Work required: Please give the data below again in full, exactly as it stands.

--- start Source material ---

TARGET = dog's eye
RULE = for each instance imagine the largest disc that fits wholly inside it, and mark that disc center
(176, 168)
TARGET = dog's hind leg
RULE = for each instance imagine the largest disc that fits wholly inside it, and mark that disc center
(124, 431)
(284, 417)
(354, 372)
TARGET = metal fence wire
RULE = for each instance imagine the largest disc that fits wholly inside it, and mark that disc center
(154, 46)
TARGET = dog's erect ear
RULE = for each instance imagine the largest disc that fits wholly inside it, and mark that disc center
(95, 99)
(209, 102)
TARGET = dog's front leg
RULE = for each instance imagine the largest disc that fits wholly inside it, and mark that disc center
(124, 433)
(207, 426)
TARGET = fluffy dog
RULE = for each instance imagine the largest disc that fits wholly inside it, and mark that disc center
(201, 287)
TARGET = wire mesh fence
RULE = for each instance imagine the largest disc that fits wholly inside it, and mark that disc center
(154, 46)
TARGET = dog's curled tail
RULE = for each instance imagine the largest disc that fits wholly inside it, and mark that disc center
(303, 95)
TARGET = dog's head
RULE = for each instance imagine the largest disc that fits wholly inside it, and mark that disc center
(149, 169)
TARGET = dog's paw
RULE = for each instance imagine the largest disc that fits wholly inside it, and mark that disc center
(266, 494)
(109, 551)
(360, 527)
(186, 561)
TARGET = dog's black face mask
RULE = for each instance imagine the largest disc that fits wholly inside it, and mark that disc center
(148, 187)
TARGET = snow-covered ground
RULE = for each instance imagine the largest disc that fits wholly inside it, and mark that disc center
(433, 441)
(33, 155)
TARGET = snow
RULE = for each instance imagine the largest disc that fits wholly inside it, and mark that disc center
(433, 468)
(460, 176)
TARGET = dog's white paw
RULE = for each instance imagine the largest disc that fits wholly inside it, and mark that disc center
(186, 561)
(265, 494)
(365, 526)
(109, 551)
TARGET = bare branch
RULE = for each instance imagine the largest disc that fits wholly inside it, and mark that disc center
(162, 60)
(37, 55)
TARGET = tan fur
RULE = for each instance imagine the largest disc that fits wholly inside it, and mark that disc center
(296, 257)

--- end Source material ---

Completed exercise:
TARGET = dog's eye
RULE = for each instance imagine the largest disc that fits wholly inside it, and mark that disc center
(176, 168)
TARGET = dog's hind leg
RULE = for each instance imagine the largest disc that fits wholly inside it, and mark that disc center
(124, 431)
(284, 417)
(354, 372)
TARGET = metal fence wire
RULE = for each instance imagine the largest disc that fits wholly inside it, and mark that disc center
(154, 46)
TARGET = dog's erect ear
RULE = for each instance imagine the largest disc that fits wholly inside it, and mark that disc center
(95, 99)
(209, 102)
TARGET = dog's front leg
RULE = for each instance imagine the largest disc that fits wholly inside it, and mark that disc center
(124, 433)
(207, 426)
TARGET = fluffy dog
RULE = for each instance imagine the largest disc that fits wholly inside it, and mark that disc center
(201, 287)
TARGET = wire mesh fence
RULE = for each instance imagine the largest disc that fits wholly inside it, and mark that disc center
(154, 46)
TARGET = dog's curled tail
RULE = for each instance imagine the largest disc that fits wholly inside it, and mark that disc center
(303, 95)
TARGET = dog's head
RULE = for each instance imagine the largest disc that fits wholly inside it, and mark that disc center
(149, 169)
TARGET = dog's paw
RULE = for each instance imagine the largest disc that fits wholly inside it, and mark that disc center
(266, 494)
(109, 551)
(360, 527)
(186, 561)
TARGET = dog's black face mask
RULE = for each instance imagine the largest disc that fits wholly inside it, and mark that disc center
(148, 187)
TARGET = snow-covered ground
RULE = for each instance imagine the largest disc that fits wholly inside it, and mark that disc center
(433, 441)
(33, 155)
TARGET = snow
RULE = for each instance imagine the largest disc that fits wholly inside it, and mark that disc center
(433, 468)
(460, 176)
TARGET = dog's white paw
RULE = for each instance imagine the largest disc that fits wholly inside it, and mark that disc center
(186, 561)
(265, 494)
(365, 526)
(109, 551)
TARGET = bare branch
RULE = for each instance imagine the largest disc that fits wholly inside it, and mark that disc center
(162, 60)
(37, 55)
TARGET = tan fur
RULE = for each instance imagine the largest disc that fits wholly inside it, and mark that disc center
(296, 257)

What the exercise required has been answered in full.